The exact speed fluctuates between 32768 B/s and 21845 B/s, both obviously horrendously slow given I've still got about 830 GBs of data to read.

One thing I'm noticing is that the ipos (and of course concomitant opos) parameters increase steadily rather than in 100M increments. From this I deduce that the reading itself is going just fine, but is just genuinely slow. Is that correct?

In any case, is there anything I can do to prevent myself from having to sit and wait for the next year and a half (I calculated  :Razz:  )?

----------

## Ant P.

It may be useful to run `smartctl -a /dev/sdg` every so often while that's running. It won't make it go any faster, but it might at least explain why it's slow.

Hopefully it's just struggling to read a (small) bad part of the disk, and not something permanently dead.

----------

## i92guboj

ddrescue is doing all it can already, so, sitting around is all you can do. It is perfectly normal that it is taking so long, and whether you'll get the relevant pieces of data back is unpredictable. How long it will take depends only in how much of the disk is broken. It might be a small part, or most of it.

ddrescue will attempt its best, and continue if the data can't be recovered after some tries. In fact, you won't even know if your data is being recovered at all until it finishes.

That's the best you can get without getting to the physical level, that is, disassembling the driver and using specialized hardware to get the data, or whatever they do in data recovery laboratories.  :Razz: 

----------

## frostschutz

You can manually send it to another region. And then retry the problematic one later. The examples in the manpage should show this.

The "best" option should be to get as much data off it as quickly as possible, I don't know of any software that meets this criteria out of the box. Slowing down to a crawl and thus spending hours not reading perfectly readable regions further behind is far from the "best" you could do.

Also you might try your luck with the --min-read-rate= option...Last edited by frostschutz on Wed May 11, 2016 8:53 pm; edited 1 time in total

----------

## Aquous

Thank you very much for your replies!

smartctl doesn't show anything interesting; it shows 8 errors which have all popped up at the same moment, indicating that I probably damaged the drive during transport (I move it around rather frequently; must be more careful with that, it seems   :Crying or Very sad:  ). I can't see any hint of specific regions being (or becoming) damaged during the ddrescue.

frostschutz, thank you for suggesting I use --min-read-rate! That helps a lot - can't believe I missed that reading the man page   :Embarassed: 

----------

## frostschutz

 *Aquous wrote:*   

> frostschutz, thank you for suggesting I use --min-read-rate! That helps a lot - can't believe I missed that reading the man page  

 

It's my first time seeing it as well. Maybe it's a new option... anyway, it should be the default behaviour.

----------

▶ _Collected material_
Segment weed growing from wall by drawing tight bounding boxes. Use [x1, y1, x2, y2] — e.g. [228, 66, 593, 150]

▶ _Set problem 1_
Determine whether each statement below agrees with the ddrescue forum thread above. Answer yes or no for each, and quote the deciding words from the thread exactly.
(a) The first poster still has about 830 GB of data left to read.
(b) Ant P. claims that running smartctl will speed up the read.
(c) Aquous reports that smartctl shows 8 errors.
▶ _Set problem 2_
List every distinct username that appears as a post heading in the ddrescue forum thread above.

▶ _Task answer 1_
(a) Yes: "I've still got about 830 GBs of data to read"
(b) No: "It won't make it go any faster, but it might at least explain why it's slow."
(c) Yes: "it shows 8 errors which have all popped up at the same moment"

▶ _Task answer 2_
Ant P., i92guboj, frostschutz, Aquous